## Assigned task
Copy exactly. Include the line containing "Provide the location", every line after it, and the last line below, but no pictures.

Data extracted from a collection
+===+

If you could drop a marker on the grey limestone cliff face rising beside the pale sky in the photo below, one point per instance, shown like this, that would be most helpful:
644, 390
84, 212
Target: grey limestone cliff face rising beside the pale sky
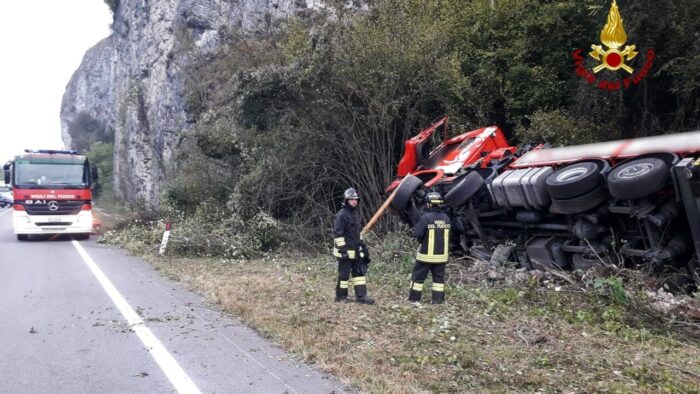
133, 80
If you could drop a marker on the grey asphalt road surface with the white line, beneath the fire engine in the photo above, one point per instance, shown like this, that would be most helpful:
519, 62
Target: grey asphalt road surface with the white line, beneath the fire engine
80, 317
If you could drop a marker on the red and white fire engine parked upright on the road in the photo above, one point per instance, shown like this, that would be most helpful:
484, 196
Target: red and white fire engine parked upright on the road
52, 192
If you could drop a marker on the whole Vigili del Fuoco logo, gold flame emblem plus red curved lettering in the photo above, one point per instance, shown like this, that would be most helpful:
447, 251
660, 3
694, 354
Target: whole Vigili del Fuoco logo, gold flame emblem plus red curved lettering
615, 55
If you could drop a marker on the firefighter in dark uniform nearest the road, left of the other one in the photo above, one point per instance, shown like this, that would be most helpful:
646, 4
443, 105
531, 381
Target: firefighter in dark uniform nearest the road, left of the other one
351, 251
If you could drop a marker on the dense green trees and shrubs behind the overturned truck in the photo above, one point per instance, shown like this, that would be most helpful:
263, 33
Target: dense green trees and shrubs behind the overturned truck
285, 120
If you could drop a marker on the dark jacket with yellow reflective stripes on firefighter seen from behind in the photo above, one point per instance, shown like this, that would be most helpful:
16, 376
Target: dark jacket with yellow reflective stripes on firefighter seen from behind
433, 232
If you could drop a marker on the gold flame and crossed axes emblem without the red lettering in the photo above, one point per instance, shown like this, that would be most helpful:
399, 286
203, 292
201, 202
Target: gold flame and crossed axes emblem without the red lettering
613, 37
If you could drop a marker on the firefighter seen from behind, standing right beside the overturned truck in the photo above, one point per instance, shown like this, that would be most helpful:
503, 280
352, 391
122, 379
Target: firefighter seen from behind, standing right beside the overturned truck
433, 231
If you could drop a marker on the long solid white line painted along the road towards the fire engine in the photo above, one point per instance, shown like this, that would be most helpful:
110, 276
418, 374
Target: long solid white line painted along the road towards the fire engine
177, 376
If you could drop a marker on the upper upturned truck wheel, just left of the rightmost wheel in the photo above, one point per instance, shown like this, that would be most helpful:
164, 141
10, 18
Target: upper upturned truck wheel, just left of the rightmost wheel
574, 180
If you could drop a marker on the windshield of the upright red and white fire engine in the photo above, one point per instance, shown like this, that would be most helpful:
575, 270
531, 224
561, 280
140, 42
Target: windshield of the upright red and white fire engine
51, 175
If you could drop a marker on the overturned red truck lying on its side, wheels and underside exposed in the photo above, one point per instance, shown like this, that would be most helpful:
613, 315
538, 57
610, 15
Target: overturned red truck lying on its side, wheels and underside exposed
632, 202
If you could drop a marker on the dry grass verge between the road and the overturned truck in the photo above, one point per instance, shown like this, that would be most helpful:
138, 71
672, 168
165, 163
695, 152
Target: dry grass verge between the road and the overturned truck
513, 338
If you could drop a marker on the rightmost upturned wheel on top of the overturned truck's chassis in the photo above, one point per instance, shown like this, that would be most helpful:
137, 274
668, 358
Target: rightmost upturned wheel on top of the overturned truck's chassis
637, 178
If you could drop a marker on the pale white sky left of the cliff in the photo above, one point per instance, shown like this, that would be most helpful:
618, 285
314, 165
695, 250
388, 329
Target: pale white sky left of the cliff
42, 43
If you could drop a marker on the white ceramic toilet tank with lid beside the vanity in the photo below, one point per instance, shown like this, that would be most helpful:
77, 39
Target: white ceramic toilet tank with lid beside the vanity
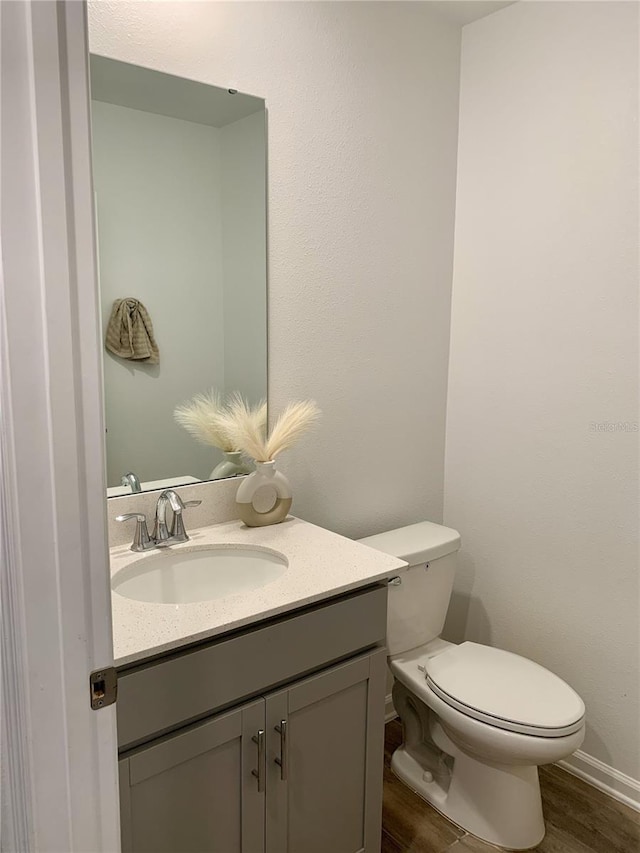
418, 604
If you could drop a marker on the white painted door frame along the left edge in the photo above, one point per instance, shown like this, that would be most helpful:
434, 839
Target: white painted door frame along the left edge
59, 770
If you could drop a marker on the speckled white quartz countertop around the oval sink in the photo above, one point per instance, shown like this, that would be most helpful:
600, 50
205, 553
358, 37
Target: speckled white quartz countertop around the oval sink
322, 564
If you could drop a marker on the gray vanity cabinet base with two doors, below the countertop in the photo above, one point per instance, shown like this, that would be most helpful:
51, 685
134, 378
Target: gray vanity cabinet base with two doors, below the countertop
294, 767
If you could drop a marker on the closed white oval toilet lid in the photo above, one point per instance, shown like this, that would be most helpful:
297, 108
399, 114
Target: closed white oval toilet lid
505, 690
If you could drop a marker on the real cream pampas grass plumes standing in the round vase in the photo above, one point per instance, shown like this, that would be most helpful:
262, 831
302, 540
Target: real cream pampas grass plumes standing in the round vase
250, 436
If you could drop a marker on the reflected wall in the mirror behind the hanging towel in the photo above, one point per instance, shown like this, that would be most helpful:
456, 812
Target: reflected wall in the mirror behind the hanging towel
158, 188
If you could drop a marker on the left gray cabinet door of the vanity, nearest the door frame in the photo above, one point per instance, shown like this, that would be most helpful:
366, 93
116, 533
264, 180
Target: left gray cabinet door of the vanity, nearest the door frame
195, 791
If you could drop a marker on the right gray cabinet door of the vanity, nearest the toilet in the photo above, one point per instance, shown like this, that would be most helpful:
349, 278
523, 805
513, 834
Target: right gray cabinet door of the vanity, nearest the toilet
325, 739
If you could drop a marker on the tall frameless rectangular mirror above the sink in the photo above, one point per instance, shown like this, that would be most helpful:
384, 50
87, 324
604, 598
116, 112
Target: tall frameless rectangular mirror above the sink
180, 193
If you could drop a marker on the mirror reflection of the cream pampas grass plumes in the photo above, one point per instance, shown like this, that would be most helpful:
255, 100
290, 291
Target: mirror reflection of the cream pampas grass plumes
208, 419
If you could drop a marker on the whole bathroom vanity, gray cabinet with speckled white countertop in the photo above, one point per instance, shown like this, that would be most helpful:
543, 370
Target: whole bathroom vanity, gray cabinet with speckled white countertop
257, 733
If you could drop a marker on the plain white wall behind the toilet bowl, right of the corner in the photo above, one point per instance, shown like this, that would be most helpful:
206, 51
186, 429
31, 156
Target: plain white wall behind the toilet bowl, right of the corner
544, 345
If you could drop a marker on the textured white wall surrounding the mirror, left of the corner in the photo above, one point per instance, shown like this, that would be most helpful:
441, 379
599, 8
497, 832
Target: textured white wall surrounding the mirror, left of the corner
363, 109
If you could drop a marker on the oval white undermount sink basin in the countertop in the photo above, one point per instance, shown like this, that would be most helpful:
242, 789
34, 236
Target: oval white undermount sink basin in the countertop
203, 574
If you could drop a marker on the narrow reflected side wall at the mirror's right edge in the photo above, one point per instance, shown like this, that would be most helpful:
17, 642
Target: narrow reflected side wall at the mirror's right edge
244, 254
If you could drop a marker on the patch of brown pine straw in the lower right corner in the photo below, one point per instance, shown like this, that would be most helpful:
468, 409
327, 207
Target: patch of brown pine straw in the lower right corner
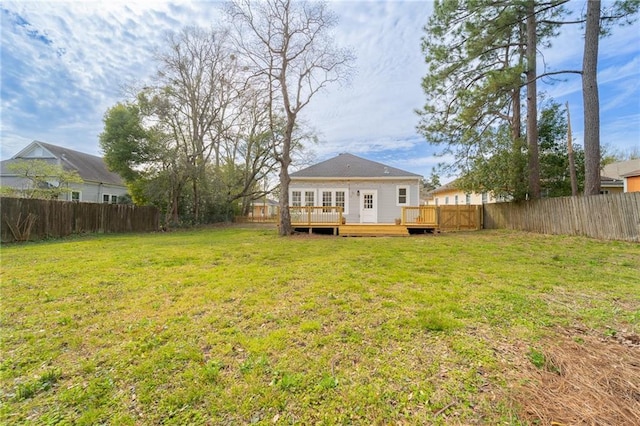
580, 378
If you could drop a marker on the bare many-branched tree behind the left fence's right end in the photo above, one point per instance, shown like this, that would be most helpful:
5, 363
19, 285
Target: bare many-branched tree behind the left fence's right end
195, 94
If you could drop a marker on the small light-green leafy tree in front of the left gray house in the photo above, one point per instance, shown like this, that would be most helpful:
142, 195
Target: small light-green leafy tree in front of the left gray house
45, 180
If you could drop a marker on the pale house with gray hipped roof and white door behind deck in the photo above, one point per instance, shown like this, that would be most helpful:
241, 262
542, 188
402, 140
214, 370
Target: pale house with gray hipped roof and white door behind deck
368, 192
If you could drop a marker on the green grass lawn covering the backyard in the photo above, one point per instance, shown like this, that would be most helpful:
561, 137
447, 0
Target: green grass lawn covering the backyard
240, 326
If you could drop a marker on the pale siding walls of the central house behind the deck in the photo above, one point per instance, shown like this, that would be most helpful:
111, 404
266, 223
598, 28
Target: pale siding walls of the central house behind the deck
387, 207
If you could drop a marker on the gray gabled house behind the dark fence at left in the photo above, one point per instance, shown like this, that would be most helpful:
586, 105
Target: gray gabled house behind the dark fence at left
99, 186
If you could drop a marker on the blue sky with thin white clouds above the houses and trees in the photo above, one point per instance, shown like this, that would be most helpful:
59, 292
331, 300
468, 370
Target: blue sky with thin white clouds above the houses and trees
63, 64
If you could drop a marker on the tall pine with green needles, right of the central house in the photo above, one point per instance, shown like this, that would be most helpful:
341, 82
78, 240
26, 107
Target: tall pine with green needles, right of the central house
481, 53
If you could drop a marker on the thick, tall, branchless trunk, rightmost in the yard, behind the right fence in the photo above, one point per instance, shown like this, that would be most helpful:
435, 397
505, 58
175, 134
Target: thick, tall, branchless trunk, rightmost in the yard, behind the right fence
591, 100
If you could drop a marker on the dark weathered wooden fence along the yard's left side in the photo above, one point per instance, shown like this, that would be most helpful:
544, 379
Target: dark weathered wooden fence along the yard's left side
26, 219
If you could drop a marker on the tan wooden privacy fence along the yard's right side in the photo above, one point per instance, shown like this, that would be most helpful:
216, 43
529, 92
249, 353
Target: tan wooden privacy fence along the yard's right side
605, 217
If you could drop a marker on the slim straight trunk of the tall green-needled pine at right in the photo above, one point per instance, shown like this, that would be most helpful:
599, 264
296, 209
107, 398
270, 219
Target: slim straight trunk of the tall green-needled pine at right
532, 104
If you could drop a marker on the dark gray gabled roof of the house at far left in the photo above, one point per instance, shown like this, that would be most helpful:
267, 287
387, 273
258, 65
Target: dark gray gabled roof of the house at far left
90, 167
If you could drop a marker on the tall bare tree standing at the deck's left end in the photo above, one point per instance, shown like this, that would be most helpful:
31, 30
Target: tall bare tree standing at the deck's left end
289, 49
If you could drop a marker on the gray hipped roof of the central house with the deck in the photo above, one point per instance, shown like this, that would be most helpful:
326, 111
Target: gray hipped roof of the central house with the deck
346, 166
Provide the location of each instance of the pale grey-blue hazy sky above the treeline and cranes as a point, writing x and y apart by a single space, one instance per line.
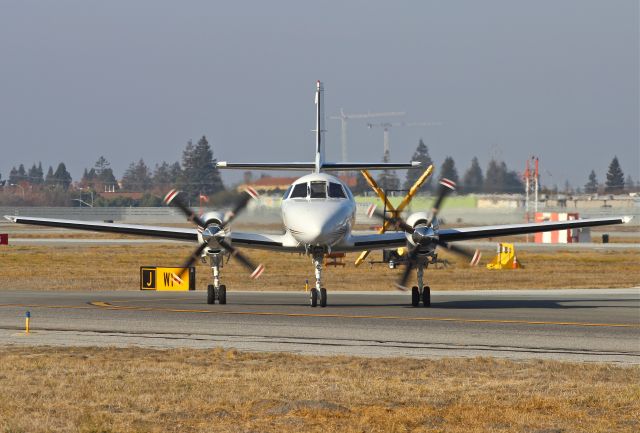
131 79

+===+

## Solution to this task
Provide the location of each instance of the pale grey-blue hazy sky above the treeline and cranes as a point, writing x and y apart by a single space, one instance per line.
131 79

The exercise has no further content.